# START OF Given records

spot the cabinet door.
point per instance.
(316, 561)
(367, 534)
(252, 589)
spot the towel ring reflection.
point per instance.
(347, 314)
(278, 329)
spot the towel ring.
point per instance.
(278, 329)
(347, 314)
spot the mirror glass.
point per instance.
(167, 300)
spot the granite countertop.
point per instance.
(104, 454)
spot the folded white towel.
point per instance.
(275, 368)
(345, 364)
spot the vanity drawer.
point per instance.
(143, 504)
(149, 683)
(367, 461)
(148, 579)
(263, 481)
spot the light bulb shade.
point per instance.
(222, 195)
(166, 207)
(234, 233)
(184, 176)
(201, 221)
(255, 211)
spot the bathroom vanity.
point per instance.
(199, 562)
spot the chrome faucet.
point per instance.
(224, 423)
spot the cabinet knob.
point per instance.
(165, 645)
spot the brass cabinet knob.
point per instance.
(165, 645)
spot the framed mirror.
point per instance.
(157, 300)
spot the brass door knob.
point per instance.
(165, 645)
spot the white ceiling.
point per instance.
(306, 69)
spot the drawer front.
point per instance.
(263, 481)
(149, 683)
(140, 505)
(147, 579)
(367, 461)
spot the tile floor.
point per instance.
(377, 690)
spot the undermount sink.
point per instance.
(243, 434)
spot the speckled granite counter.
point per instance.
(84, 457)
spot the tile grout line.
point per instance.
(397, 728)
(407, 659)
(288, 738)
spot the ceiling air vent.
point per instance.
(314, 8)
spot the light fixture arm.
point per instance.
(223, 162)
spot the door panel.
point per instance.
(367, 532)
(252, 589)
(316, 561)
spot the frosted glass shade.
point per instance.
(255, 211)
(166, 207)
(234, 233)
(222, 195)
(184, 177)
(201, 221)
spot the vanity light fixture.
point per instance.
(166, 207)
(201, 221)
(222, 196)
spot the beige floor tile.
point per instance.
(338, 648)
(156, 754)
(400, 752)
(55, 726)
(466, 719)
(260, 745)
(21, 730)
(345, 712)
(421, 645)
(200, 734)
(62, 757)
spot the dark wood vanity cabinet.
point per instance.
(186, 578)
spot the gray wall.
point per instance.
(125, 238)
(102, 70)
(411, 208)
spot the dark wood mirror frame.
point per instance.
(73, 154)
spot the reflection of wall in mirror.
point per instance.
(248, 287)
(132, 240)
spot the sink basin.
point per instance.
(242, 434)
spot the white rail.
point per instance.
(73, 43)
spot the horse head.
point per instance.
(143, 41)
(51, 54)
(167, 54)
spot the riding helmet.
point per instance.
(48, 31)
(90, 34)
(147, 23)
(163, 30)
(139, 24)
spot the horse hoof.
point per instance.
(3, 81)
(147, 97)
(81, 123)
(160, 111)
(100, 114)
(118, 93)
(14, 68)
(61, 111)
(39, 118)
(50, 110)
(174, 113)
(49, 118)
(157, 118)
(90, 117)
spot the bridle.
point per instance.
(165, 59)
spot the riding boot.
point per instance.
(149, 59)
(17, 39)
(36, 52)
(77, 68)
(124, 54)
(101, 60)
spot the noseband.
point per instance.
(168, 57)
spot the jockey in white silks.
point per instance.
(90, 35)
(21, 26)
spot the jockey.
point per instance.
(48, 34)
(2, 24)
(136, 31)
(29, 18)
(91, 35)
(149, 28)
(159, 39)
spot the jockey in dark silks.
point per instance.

# END OF Given records

Written instruction>
Your answer should consist only of the lines from the one with "spot the beige floor tile." through the end of the data above, reproduced exactly.

Solved problem>
spot the beige floor tile.
point per instance.
(338, 648)
(156, 754)
(400, 752)
(55, 726)
(466, 719)
(260, 745)
(21, 730)
(345, 712)
(421, 645)
(200, 734)
(62, 757)
spot the dark wood vanity cabinet.
point per instance.
(186, 578)
spot the gray wall.
point per instance.
(125, 238)
(102, 70)
(411, 208)
spot the dark wood mirror frame.
point per instance.
(73, 154)
spot the reflection of wall in mirror.
point per instance.
(248, 287)
(132, 240)
spot the sink basin.
point per instance.
(242, 434)
spot the white rail.
point per instance.
(73, 43)
spot the horse head.
point per instance.
(143, 41)
(51, 54)
(167, 54)
spot the riding helmet.
point per instance.
(48, 31)
(90, 34)
(147, 23)
(163, 30)
(139, 24)
spot the horse hoof.
point per instance.
(3, 81)
(147, 97)
(81, 123)
(160, 111)
(100, 114)
(118, 93)
(14, 68)
(61, 111)
(39, 118)
(50, 110)
(174, 113)
(49, 118)
(157, 118)
(90, 117)
spot the bridle.
point per instance.
(165, 59)
spot the riding boot.
point per instance.
(149, 59)
(17, 39)
(36, 52)
(77, 68)
(124, 54)
(101, 60)
spot the noseband.
point per instance.
(168, 57)
spot the jockey in white silks.
point per instance.
(90, 35)
(21, 26)
spot the jockey.
point per instance.
(48, 34)
(2, 24)
(136, 31)
(29, 18)
(91, 35)
(149, 28)
(159, 39)
spot the jockey in dark silks.
point per instance.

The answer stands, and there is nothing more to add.